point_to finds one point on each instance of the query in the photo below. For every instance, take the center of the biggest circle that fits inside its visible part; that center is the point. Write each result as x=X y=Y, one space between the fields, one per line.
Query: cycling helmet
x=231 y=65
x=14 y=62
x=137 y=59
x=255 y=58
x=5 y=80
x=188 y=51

Directive: Rewrite the rows above as a numbered list, omitting any blank lines.

Final answer:
1. point_to finds one point on each instance of the query in the photo below. For every instance, take the center of the biggest circle that fits inside its visible part; that center is the point. Write each result as x=X y=Y, one space between the fields, one per line.
2. Query: cycling helmet
3. x=231 y=65
4. x=14 y=62
5. x=137 y=59
6. x=255 y=58
7. x=5 y=80
8. x=188 y=51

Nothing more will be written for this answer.